Exercise details: Of all the entries below, only the lines from the one with "Target: photographer" up to and including the one with "Target: pink sneaker" are to be duplicated exactly.

—————

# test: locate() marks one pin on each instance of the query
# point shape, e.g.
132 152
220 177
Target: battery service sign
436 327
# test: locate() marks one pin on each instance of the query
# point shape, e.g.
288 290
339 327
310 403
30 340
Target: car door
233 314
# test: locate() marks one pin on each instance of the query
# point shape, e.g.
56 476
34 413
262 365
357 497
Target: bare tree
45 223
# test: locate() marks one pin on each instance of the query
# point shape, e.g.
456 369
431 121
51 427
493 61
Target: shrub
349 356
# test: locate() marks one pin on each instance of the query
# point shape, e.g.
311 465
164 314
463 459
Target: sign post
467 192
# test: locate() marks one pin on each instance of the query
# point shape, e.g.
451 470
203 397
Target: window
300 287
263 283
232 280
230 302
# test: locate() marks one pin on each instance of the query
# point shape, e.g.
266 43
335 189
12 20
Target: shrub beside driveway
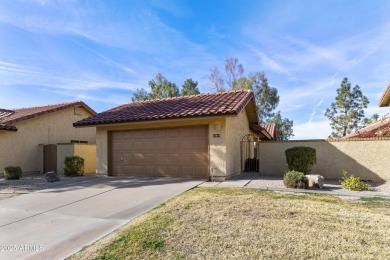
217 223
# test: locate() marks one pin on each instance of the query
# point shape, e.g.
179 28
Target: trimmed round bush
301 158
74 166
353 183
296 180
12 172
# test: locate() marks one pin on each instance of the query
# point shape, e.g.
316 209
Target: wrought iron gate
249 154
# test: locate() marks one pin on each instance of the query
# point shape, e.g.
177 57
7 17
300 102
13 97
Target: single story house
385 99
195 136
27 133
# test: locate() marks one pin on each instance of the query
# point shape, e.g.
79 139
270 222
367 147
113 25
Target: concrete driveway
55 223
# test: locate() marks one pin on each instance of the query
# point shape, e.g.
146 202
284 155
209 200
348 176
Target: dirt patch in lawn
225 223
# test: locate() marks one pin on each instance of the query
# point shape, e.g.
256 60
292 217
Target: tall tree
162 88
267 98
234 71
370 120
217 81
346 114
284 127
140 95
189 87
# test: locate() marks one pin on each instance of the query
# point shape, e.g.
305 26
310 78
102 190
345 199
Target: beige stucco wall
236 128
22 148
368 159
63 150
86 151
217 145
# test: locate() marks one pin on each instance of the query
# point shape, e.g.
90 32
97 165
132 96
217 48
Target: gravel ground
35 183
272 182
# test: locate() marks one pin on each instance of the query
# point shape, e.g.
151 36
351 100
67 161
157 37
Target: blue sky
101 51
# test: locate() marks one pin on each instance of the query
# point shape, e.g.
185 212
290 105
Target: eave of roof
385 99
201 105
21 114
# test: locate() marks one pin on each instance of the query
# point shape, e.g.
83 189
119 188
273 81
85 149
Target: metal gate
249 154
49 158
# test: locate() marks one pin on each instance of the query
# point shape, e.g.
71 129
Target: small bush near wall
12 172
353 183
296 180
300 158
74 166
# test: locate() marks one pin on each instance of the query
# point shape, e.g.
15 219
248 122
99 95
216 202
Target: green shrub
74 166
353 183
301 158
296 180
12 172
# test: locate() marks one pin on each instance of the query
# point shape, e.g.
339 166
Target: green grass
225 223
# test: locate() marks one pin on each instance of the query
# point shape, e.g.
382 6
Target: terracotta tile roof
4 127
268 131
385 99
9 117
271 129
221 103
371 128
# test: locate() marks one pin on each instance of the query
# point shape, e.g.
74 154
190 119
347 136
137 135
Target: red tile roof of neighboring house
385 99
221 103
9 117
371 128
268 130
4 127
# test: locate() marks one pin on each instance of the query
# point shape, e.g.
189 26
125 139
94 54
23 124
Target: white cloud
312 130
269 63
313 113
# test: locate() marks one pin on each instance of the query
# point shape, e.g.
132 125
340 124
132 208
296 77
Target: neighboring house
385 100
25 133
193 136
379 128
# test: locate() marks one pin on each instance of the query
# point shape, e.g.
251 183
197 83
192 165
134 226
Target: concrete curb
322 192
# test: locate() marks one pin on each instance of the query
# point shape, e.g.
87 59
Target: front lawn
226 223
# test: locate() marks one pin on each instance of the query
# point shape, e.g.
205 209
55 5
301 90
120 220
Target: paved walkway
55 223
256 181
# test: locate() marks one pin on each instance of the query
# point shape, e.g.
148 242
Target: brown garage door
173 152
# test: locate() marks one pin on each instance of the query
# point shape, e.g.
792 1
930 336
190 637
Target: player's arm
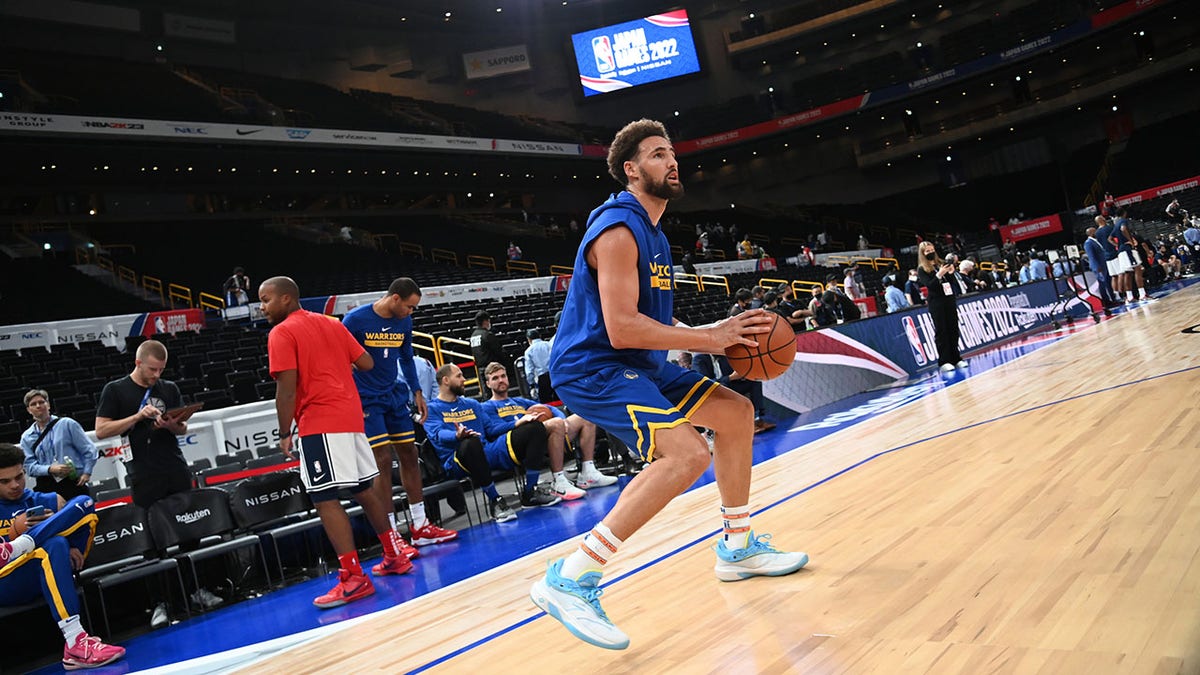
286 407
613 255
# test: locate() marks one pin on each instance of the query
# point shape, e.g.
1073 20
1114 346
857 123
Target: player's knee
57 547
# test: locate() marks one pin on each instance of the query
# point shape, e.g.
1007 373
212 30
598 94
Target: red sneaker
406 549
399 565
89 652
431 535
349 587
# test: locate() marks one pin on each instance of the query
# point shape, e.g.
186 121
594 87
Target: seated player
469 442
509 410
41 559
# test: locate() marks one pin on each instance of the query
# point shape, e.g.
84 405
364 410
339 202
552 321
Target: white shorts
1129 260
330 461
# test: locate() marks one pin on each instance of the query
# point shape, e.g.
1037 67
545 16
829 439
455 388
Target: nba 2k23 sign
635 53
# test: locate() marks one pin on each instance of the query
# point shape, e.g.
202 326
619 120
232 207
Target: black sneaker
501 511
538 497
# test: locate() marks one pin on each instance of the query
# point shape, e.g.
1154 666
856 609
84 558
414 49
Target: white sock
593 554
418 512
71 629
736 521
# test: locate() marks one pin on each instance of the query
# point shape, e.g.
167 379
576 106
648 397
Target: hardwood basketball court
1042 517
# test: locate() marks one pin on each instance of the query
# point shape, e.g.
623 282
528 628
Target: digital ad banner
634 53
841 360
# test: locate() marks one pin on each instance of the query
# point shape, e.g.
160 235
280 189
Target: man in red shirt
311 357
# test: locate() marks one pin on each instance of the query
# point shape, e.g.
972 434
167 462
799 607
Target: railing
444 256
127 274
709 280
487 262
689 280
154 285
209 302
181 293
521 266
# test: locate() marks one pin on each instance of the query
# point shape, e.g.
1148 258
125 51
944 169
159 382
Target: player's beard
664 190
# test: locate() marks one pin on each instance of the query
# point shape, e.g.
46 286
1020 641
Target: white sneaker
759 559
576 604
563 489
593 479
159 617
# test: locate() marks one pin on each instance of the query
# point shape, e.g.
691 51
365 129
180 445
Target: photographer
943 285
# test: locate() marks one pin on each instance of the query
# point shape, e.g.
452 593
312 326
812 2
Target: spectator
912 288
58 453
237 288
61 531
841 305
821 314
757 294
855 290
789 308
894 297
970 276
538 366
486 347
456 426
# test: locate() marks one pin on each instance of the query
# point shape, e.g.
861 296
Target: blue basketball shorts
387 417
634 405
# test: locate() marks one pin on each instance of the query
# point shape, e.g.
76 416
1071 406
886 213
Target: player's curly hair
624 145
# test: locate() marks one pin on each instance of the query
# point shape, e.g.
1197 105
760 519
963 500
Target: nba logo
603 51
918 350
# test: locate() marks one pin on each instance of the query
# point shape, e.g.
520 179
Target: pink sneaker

—————

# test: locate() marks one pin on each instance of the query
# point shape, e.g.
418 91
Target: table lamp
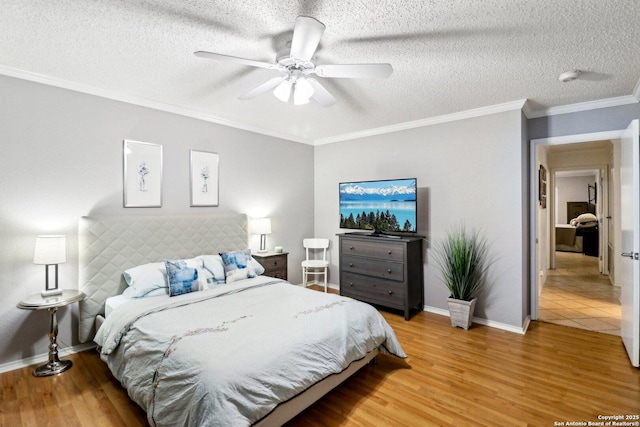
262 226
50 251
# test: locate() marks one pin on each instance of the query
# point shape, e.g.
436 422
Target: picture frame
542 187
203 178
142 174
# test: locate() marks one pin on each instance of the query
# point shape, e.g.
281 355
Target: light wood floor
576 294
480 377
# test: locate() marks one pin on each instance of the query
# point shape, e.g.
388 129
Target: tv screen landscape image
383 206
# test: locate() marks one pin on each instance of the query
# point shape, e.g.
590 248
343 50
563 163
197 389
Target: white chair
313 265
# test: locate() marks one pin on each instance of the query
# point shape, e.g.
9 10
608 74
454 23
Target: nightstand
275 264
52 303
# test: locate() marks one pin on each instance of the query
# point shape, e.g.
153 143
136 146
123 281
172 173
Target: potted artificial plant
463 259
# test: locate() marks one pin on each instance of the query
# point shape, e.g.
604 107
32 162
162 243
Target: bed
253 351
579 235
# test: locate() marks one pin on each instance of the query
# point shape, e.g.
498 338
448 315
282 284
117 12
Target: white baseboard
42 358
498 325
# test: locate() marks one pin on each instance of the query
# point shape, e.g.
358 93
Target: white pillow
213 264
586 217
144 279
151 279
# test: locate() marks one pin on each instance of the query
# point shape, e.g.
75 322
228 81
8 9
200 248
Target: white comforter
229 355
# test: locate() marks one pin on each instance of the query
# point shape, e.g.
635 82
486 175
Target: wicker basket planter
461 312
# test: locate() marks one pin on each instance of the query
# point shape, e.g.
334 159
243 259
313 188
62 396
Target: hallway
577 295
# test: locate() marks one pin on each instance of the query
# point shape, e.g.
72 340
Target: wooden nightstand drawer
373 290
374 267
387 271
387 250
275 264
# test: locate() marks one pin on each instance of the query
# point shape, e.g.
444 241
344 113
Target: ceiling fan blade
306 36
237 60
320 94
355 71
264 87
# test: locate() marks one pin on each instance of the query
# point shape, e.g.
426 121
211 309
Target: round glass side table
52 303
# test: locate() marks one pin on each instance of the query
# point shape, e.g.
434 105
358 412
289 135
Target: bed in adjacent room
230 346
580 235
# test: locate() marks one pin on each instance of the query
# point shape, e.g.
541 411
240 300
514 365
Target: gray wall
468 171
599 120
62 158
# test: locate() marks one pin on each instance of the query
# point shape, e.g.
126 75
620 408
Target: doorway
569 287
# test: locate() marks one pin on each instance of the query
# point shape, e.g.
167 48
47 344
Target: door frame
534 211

—————

Solution below:
Target: photographer
943 285
# test: locate() marks one pin on each instance of the query
# point shape, e.g.
452 593
312 326
812 2
Target: spectator
912 288
58 453
237 288
61 531
841 305
821 314
757 294
855 290
789 308
894 297
970 276
538 366
486 347
456 426
# test: locate() marks one pin on each instance of the query
# point shape, e.g.
861 296
Target: blue basketball shorts
387 417
634 405
# test: locate() marks one pin on each instance of the query
# point shape, e.g.
76 416
1071 406
886 213
Target: player's curly hair
624 145
# test: locate() marks one pin on each instance of the query
# point shape, e.g.
1197 105
760 519
963 500
Target: nba logo
603 51
918 350
# test: locate() marks one pin on each instance of the query
# point shape, e.g.
520 179
Target: pink sneaker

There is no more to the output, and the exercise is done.